_Geciteerde passage_.
Bij het toepassen hiervan dient zij rekening te houden met verschillende belangen, waaronder die van alle bij de procedure betrokken partijen, alsmede het belang van een goede rechtspleging dat is gediend met de voortvarende behandeling van zaken. Niet is gebleken dat de rechtbank bij afweging van de betrokken belangen niet in redelijkheid heeft kunnen besluiten het verzoek om verdaging af te wijzen. Daarbij neemt de Afdeling in aanmerking dat eerst op de dag van de zitting aan de rechtbank is verzocht om verdaging vanwege het inschakelen van getuigen-deskundigen en dat eerder in de procedure reeds uitstel is verleend. Niet valt in te zien dat [appellant] niet voldoende in de gelegenheid is geweest om getuigen-deskundigen in te schakelen.

2.5. [appellant] betoogt voorts dat de rechtbank ten onrechte heeft geoordeeld dat het college in redelijkheid heeft kunnen besluiten de uitwegvergunning alsnog te weigeren. Hij voert daartoe allereerst aan dat aan de in geding zijnde besluitvorming geen deskundigenrapporten ten grondslag liggen. [appellant] acht de rechtbank en het college niet deskundig ter zake. De rechtbank is ten onrechte uitgegaan van de door hem betwiste deskundigheid van het college en heeft zich ter zake geen objectief oordeel gevormd. Voorts voert [appellant] aan dat hem eerder toestemming is verleend voor de aanleg van de uitweg. De in geding zijnde besluitvorming berust mede daarom niet op een evenwichtige belangenafweging. Bovendien brengen het verplaatsen van de uitweg en het verwijderen van bebossing op zijn terrein kosten mee. Zijn belang bij de uitweg dient als zwaarwegender te worden aangemerkt en is volgens hem ten onrechte niet voldoende meegewogen bij de weigering van het college de daartoe benodigde vergunning te verlenen. De rechtbank heeft derhalve ten onrechte overwogen dat het college het belang van bescherming van groenvoorzieningen in de gemeente en indirect het belang van verkeersveiligheid heeft mogen laten prevaleren. Dit geldt temeer nu vaststaat dat tegen het toestaan van de uitweg vanuit een oogpunt van verkeerveiligheid geen bezwaar bestaat. Hierbij verwijst [appellant] naar het door hem in hoger beroep overgelegde rapport van een stedenbouwkundige. Tot slot beroept [appellant] zich op het gelijkheidsbeginsel. In de omgeving komen volgens hem soortgelijke uitwegen voor als waarvoor thans een vergunning is geweigerd. Ter onderbouwing hiervan heeft hij foto's overgelegd.

_Geëxtraheerde rijen_.

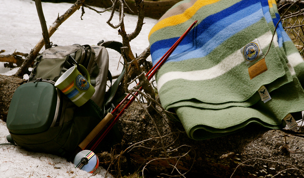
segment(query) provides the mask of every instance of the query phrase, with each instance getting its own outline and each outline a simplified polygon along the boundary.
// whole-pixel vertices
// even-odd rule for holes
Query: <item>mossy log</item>
[[[6,118],[14,91],[25,82],[0,75],[2,120]],[[185,173],[184,176],[188,177],[230,177],[232,175],[232,177],[261,178],[277,174],[275,177],[304,177],[301,170],[304,169],[304,134],[301,132],[269,130],[251,125],[237,133],[197,141],[188,137],[180,123],[164,114],[151,116],[146,114],[139,103],[133,102],[118,122],[123,141],[116,145],[120,150],[112,158],[120,164],[122,171],[129,169],[128,171],[141,174],[144,168],[145,177]],[[102,152],[96,153],[101,165],[106,169],[111,166],[109,170],[112,173],[116,169],[113,162],[105,158],[111,153]],[[126,158],[128,164],[119,160],[123,160],[122,157]]]

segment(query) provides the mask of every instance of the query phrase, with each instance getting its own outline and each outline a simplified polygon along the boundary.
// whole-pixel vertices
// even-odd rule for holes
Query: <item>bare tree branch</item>
[[[58,17],[57,19],[49,28],[48,32],[50,37],[52,36],[54,32],[58,29],[59,26],[63,22],[81,6],[82,3],[85,0],[77,0],[77,1],[64,14],[60,17]],[[42,37],[40,39],[38,43],[32,50],[29,55],[26,58],[26,60],[22,64],[21,67],[18,69],[17,72],[13,75],[13,76],[19,78],[23,77],[26,71],[28,70],[31,64],[35,60],[36,57],[38,55],[38,53],[42,48],[42,47],[44,44],[44,40],[43,37]]]
[[[43,11],[42,10],[41,0],[35,0],[35,4],[36,4],[36,8],[37,9],[38,16],[39,17],[41,28],[42,30],[42,36],[44,41],[44,46],[46,49],[49,49],[52,46],[51,45],[50,43],[50,37],[49,36],[49,33],[47,31],[47,24],[45,23],[44,15],[43,14]]]

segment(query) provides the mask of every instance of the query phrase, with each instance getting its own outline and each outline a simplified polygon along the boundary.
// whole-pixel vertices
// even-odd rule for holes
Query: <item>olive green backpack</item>
[[[75,44],[44,51],[36,58],[28,82],[14,93],[6,121],[8,140],[29,151],[70,156],[105,113],[111,111],[124,70],[106,92],[107,79],[112,84],[112,79],[105,47],[120,53],[122,46],[102,40],[97,46]],[[79,107],[54,86],[75,61],[87,69],[95,90]]]

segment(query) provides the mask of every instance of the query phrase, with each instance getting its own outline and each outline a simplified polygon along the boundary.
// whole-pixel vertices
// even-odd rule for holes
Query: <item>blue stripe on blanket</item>
[[[200,34],[195,41],[183,45],[180,44],[166,62],[180,61],[206,56],[225,40],[237,32],[256,23],[262,18],[264,15],[260,7],[260,5],[258,6],[256,4],[243,9],[217,22],[209,28],[204,29],[204,30],[201,31],[204,31],[201,33],[194,30],[195,32],[196,32],[196,34]],[[246,18],[244,18],[244,15],[240,15],[246,14],[245,12],[248,13],[249,10],[254,12],[248,13],[250,15]],[[250,19],[249,21],[248,19]],[[227,26],[227,23],[230,24]],[[192,37],[192,35],[189,36]],[[168,42],[163,41],[163,43],[167,44]],[[194,46],[193,43],[196,44],[195,45],[202,47],[197,49]],[[190,49],[192,48],[195,49],[195,50],[191,51]],[[152,58],[157,59],[152,61],[154,64],[157,62],[169,48],[163,48],[155,51],[153,53],[151,53]],[[154,49],[152,46],[151,49]],[[178,54],[178,55],[174,55],[176,54]]]
[[[223,19],[226,18],[227,16],[230,16],[235,12],[235,10],[240,10],[240,7],[243,9],[245,8],[250,6],[252,4],[252,2],[250,0],[243,0],[219,12],[212,15],[206,17],[199,24],[194,27],[191,32],[193,31],[196,32],[197,34],[200,34],[204,32],[208,27],[211,26],[212,24],[216,23]],[[241,10],[240,9],[240,10]],[[223,27],[223,26],[221,26],[219,29],[216,30],[216,31],[220,31],[220,30]],[[189,43],[193,43],[193,39],[192,36],[189,34],[181,41],[180,44],[180,45],[186,44]],[[169,49],[174,44],[174,43],[179,38],[179,37],[165,39],[156,42],[151,45],[151,53],[154,52],[154,51],[158,50],[157,47],[160,46],[163,47],[168,47]],[[167,50],[168,51],[168,50]]]
[[[262,8],[263,9],[263,12],[264,16],[266,19],[267,23],[271,22],[272,20],[271,18],[271,15],[269,12],[269,6],[268,5],[268,0],[261,0],[261,4],[262,5]]]
[[[280,16],[280,15],[277,13],[275,13],[275,16],[276,17],[276,18],[275,19],[272,19],[272,20],[273,21],[273,23],[274,24],[275,26],[276,25],[278,22],[280,20],[280,19],[281,18],[281,17]],[[287,33],[286,33],[285,30],[284,30],[284,29],[283,28],[283,27],[282,25],[282,23],[279,23],[279,26],[278,28],[279,28],[281,30],[283,30],[282,31],[281,35],[282,35],[282,37],[283,38],[283,43],[286,41],[291,41],[291,39],[290,39],[290,38],[288,36],[288,35],[287,34]]]

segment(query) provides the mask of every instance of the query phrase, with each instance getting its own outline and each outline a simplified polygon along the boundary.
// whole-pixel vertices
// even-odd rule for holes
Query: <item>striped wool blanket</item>
[[[224,135],[250,123],[282,128],[288,114],[304,110],[304,61],[281,23],[275,30],[276,7],[274,0],[184,0],[151,29],[155,64],[198,21],[156,76],[162,106],[176,113],[190,138]],[[266,103],[262,86],[271,98]]]

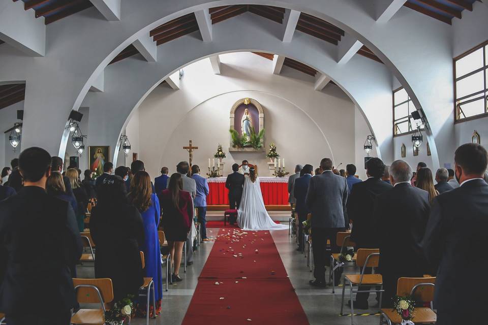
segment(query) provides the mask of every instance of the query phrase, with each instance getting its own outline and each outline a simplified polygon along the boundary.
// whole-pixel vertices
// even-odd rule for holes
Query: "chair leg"
[[[341,315],[342,316],[344,314],[343,312],[344,310],[344,295],[346,294],[346,279],[344,278],[344,281],[342,284],[342,300],[341,303]]]
[[[351,300],[351,325],[354,325],[354,307],[352,300],[352,282],[349,282],[349,299]]]
[[[183,244],[183,255],[184,257],[185,258],[185,261],[183,262],[183,273],[187,273],[187,249],[188,247],[187,247],[187,242],[185,242],[185,244]],[[191,248],[191,249],[193,249],[193,247]]]

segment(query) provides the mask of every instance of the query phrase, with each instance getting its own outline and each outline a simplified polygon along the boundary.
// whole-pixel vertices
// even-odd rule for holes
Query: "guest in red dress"
[[[182,190],[181,175],[175,173],[169,179],[167,189],[161,192],[163,226],[168,241],[171,262],[174,266],[172,282],[179,282],[179,265],[181,263],[183,244],[191,230],[193,219],[193,203],[189,192]]]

_Instructies bij opdracht_. Geef de geciteerde passage opnieuw weer van "Bij het toepassen" tot "in te schakelen.". Werk daarbij "verdaging" overal bij naar "aanhouding".

_Uitwerking van opdracht_.
Bij het toepassen hiervan dient zij rekening te houden met verschillende belangen, waaronder die van alle bij de procedure betrokken partijen, alsmede het belang van een goede rechtspleging dat is gediend met de voortvarende behandeling van zaken. Niet is gebleken dat de rechtbank bij afweging van de betrokken belangen niet in redelijkheid heeft kunnen besluiten het verzoek om aanhouding af te wijzen. Daarbij neemt de Afdeling in aanmerking dat eerst op de dag van de zitting aan de rechtbank is verzocht om aanhouding vanwege het inschakelen van getuigen-deskundigen en dat eerder in de procedure reeds uitstel is verleend. Niet valt in te zien dat [appellant] niet voldoende in de gelegenheid is geweest om getuigen-deskundigen in te schakelen.